## Records for the exercise:
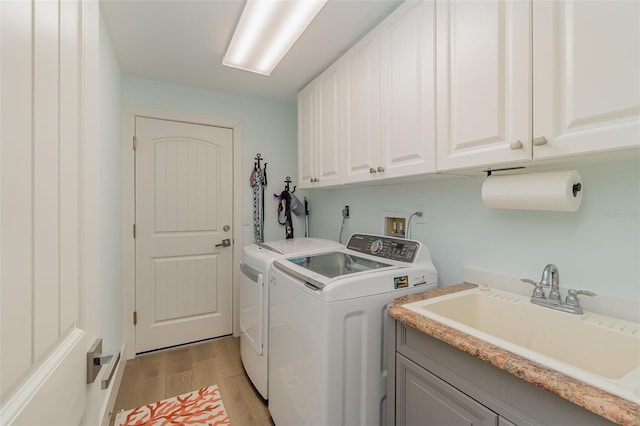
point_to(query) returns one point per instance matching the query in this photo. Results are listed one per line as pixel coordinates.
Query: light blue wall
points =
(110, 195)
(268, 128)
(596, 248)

==

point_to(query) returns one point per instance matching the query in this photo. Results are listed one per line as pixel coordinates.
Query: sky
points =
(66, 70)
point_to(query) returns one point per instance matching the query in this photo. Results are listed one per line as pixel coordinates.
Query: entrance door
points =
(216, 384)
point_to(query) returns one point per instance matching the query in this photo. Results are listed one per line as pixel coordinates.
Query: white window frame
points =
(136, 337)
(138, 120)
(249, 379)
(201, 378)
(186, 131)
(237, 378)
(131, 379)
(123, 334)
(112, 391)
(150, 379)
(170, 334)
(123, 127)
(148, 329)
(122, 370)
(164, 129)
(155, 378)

## Your instructions:
Print again the lines of the entries above that fall between the line holding "Query: entrance door" and the line holding "Query: white window frame", inclusive, exactly as they stand.

## Answer box:
Query: entrance door
points =
(216, 384)
point_to(query) returns one point per instance matching the query in this photo. Results are listed one per line as pixel coordinates.
Query: white window frame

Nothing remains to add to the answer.